==== DATA UNDER STUDY ====
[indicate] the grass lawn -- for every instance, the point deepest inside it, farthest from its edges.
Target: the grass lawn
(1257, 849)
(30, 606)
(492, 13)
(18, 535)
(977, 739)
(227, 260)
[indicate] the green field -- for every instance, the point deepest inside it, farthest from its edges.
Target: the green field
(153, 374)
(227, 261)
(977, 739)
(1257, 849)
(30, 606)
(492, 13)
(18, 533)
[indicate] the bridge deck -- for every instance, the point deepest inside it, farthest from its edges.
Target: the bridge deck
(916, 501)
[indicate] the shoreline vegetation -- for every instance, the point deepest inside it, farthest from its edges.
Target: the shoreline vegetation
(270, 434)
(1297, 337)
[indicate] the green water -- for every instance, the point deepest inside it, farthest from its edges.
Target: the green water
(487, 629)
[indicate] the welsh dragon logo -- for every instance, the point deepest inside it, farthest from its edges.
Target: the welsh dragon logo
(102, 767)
====
--- WORK REQUEST ---
Write out precisely the lines from the one holding "[indicate] the bridge" through the end of the material, including both of those ends.

--- RESPONSE BELOW ---
[indicate] the bridge deck -- for every instance, the point deepest inside it, farthest from its edges.
Target: the bridge deck
(916, 501)
[indicate] the shoreline vegetation -- for every instance, the point deepest inside it, farthest from its edges.
Target: the shoreline vegetation
(270, 434)
(1297, 337)
[indicate] the green water -- for every instance, the point deepest inside it, farthest from its edges.
Target: the green water
(487, 629)
[indicate] the welsh dragon logo -- for every instance, the point deepest inside it, farthest from its edges.
Target: the welsh dragon logo
(102, 767)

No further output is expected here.